§ Stated task: Count the lines in the records below that contain the word "locomotive", and reply with the number alone.

§ Material provided:

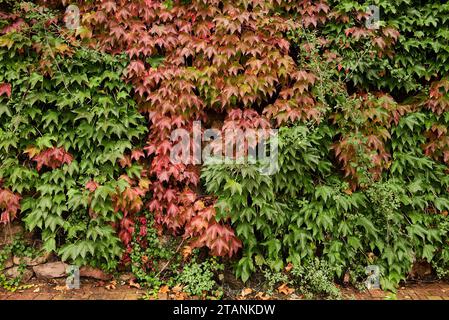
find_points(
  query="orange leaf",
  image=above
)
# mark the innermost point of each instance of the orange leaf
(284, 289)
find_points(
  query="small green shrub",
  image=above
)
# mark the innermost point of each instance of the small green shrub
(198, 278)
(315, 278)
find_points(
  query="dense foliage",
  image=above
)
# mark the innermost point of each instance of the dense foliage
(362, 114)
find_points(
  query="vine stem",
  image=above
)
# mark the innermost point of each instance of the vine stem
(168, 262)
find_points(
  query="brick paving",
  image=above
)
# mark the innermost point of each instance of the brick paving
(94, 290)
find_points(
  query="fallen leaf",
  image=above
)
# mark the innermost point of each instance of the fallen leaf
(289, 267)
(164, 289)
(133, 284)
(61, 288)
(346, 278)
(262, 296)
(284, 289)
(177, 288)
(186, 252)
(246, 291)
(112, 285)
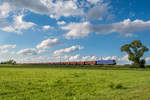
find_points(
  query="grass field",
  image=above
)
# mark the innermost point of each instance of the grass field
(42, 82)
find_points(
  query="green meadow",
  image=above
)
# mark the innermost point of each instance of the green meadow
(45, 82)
...
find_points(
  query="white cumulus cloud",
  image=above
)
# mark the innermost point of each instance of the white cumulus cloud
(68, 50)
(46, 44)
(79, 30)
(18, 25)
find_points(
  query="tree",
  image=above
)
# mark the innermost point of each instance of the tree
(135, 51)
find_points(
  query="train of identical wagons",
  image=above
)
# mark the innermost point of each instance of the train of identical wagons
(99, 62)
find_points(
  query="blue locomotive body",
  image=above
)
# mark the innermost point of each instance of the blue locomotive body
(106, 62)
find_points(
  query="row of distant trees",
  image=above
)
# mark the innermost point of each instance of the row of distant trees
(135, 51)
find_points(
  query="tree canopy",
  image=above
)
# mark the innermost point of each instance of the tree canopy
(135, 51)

§ Expected answer: 2